*Directive A:*
In the data records, repeat word for word the lines from the one containing "For our annual mammal census, mark every building" up to and including the one containing "[530,0,1200,499]".

*Selected passage:*
# # # # # # #

Anonymous wrote:
Anonymous wrote:
Anonymous wrote:
Anonymous wrote:
Anonymous wrote:
Anonymous wrote:Aside from IB, Consultants have some of the highest starting salaries out of undergrad. That’s what most young kids are chasing. Most go into Consulting knowing that over 3-4 years they will kill themselves, travel over 50%, some will travel every Sun to Thurs, but they learn a ton, gain outstanding training, and then pull the chute on an exit strategy to go into the field or industry they want.
The travel perks are amazing for single 20 somethings. You build up hotel points, air miles, rental car points. Everyone took a lot of fabulous trips. And sometimes instead of going home on Thursday groups would go to Mexico for the weekend then back to the client site on Monday. If you like to travel it's a huge perk.
On the corporate card? How does that help you when you leave?

# # # # # # #

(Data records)
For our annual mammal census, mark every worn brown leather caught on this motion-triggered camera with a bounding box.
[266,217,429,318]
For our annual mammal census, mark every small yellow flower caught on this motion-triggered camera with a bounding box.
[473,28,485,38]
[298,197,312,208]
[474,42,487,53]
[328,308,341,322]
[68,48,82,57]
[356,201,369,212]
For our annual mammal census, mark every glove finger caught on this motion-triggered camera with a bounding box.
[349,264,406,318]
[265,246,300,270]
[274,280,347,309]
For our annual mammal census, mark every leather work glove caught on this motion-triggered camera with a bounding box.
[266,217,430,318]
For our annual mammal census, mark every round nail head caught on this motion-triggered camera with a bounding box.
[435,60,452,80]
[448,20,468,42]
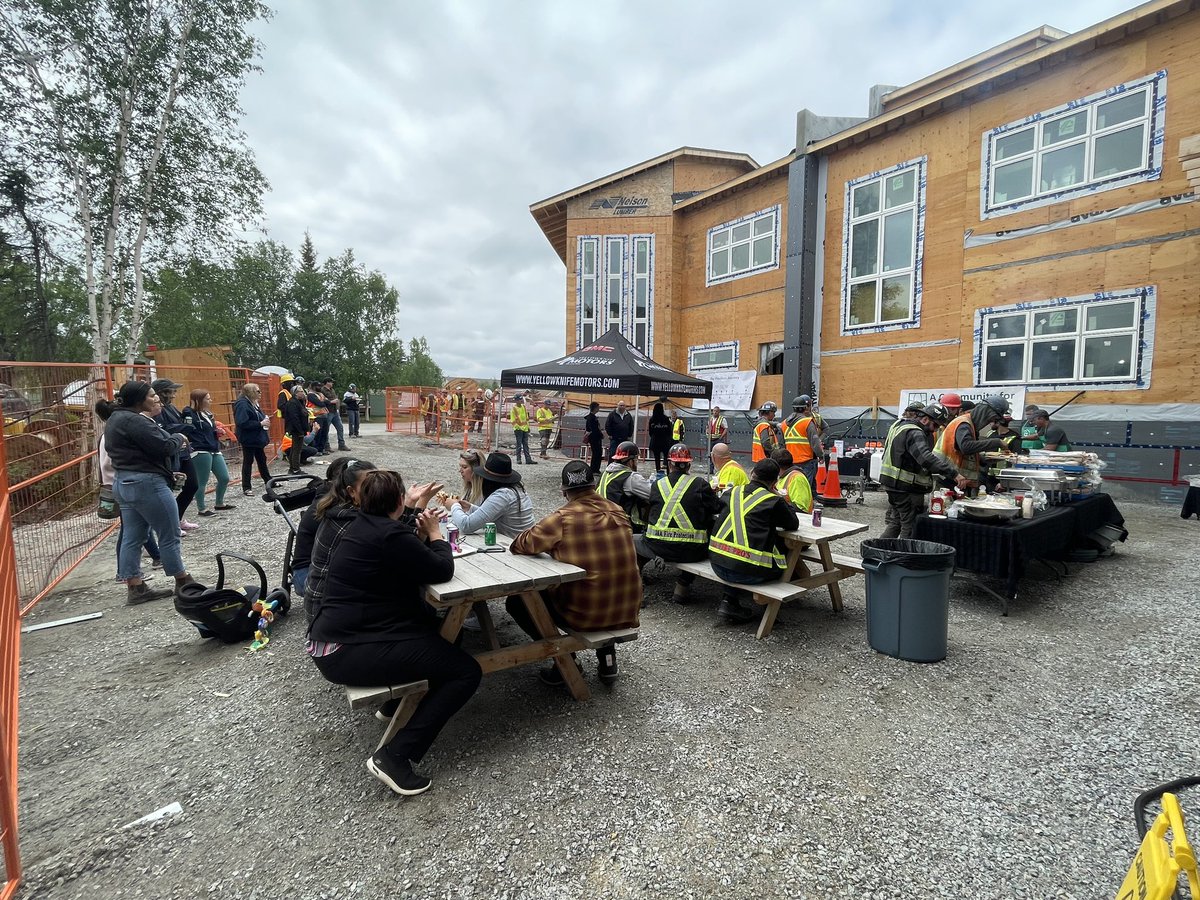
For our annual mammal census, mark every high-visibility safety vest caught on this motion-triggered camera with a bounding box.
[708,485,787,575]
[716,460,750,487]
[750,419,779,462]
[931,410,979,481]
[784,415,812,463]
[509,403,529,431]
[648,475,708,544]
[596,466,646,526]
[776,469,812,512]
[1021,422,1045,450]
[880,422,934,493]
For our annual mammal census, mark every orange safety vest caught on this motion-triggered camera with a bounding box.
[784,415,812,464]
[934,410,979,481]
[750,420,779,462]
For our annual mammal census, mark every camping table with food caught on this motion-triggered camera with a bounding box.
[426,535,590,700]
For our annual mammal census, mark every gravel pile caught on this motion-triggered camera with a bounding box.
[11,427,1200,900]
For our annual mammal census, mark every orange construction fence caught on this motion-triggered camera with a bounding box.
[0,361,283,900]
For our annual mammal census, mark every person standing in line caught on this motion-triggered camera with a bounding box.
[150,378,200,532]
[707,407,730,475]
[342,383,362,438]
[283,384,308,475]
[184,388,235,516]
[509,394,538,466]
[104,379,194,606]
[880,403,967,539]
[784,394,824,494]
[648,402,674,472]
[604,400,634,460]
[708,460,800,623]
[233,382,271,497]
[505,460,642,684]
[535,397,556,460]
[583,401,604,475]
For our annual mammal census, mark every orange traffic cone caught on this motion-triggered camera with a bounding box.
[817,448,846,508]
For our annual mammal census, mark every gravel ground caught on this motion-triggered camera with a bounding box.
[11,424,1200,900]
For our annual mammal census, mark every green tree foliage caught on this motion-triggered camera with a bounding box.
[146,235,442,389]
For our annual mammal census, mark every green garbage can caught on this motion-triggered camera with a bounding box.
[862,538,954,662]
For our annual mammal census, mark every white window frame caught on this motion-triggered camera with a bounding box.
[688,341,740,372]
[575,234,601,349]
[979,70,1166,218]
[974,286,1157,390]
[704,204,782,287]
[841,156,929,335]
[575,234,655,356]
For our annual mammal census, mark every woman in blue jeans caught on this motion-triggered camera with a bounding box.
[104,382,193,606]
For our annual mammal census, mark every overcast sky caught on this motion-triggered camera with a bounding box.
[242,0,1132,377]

# # # # # # #

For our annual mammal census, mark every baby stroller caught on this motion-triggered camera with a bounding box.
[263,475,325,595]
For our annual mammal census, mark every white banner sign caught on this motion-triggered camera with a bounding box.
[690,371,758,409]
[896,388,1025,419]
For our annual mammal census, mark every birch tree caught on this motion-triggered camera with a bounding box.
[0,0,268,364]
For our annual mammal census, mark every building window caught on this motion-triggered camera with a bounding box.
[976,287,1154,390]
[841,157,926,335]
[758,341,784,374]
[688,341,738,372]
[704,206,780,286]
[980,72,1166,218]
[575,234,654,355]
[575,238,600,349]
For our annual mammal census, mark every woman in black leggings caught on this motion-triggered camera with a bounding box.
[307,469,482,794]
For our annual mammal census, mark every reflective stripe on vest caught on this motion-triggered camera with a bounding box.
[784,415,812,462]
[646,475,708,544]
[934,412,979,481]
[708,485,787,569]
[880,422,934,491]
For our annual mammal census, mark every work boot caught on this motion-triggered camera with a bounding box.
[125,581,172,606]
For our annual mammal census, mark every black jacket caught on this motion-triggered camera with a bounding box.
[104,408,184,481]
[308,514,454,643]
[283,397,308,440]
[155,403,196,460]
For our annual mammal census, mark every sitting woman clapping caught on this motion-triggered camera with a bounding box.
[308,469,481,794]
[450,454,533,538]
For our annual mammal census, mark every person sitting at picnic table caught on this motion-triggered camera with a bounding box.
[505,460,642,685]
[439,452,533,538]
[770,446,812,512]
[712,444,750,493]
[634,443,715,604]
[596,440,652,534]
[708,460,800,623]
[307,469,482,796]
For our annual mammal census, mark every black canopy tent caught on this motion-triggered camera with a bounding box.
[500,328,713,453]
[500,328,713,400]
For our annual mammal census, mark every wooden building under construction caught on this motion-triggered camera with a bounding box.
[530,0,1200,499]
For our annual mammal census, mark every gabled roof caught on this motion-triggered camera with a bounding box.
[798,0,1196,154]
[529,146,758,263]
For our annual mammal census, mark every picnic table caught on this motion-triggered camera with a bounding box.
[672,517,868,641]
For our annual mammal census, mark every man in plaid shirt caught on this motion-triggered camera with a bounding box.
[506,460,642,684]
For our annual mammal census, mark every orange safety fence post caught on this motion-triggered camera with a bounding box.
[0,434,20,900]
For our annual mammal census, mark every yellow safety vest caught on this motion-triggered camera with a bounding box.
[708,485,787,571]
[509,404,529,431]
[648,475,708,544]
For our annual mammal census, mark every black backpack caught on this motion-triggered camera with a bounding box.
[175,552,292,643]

# # # # # # #

*Directive B:*
Reproduce the entire forum thread about consulting careers word for word.

*Correct response A:*
For our annual mammal census, mark every building window caught on this motion-triggered camera with a bounding box.
[976,287,1154,390]
[841,157,926,335]
[758,341,784,374]
[688,341,738,372]
[704,206,780,286]
[980,72,1166,218]
[575,234,654,355]
[575,238,600,349]
For our annual mammal census, mark every woman in black leggings caught on this motion-triggered camera with a bounding box.
[307,469,482,794]
For our annual mammal census, mark every reflective stripe on vest caught on this motion-triggered camera with a bounding box.
[784,415,812,462]
[646,475,708,544]
[934,412,979,481]
[708,485,787,569]
[880,422,934,491]
For our annual mammal census, mark every work boot caught on this motion-triggered camera with a bounding box.
[125,581,172,606]
For our annual mammal census, mark every black jacket caught on this motion-triggered camera with a bounding box.
[104,408,184,481]
[308,514,454,643]
[283,397,308,440]
[155,403,196,460]
For our annual mammal census, mark every sitting woman clapping caught on this motion-triggered camera with a bounding box.
[308,469,481,794]
[450,454,533,538]
For our annual mammal census, mark every person sitting at picnic table caught on this motion-triggered camera with a bounding box.
[505,460,642,685]
[439,452,533,538]
[770,446,812,512]
[712,444,750,493]
[634,443,715,604]
[596,440,652,534]
[708,460,800,623]
[307,469,482,796]
For our annual mammal census, mark every black canopy tent caught on this motion-triggered camera with a bounding box.
[500,328,713,453]
[500,328,713,400]
For our annual mammal census, mark every wooden building under construction caught on this motion-triggered camera with a bounding box.
[530,0,1200,499]

*Correct response B:*
Anonymous wrote:
Anonymous wrote:
Anonymous wrote:
Anonymous wrote:
Anonymous wrote:
Anonymous wrote:Aside from IB, Consultants have some of the highest starting salaries out of undergrad. That’s what most young kids are chasing. Most go into Consulting knowing that over 3-4 years they will kill themselves, travel over 50%, some will travel every Sun to Thurs, but they learn a ton, gain outstanding training, and then pull the chute on an exit strategy to go into the field or industry they want.
The travel perks are amazing for single 20 somethings. You build up hotel points, air miles, rental car points. Everyone took a lot of fabulous trips. And sometimes instead of going home on Thursday groups would go to Mexico for the weekend then back to the client site on Monday. If you like to travel it's a huge perk.
On the corporate card? How does that help you when you leave?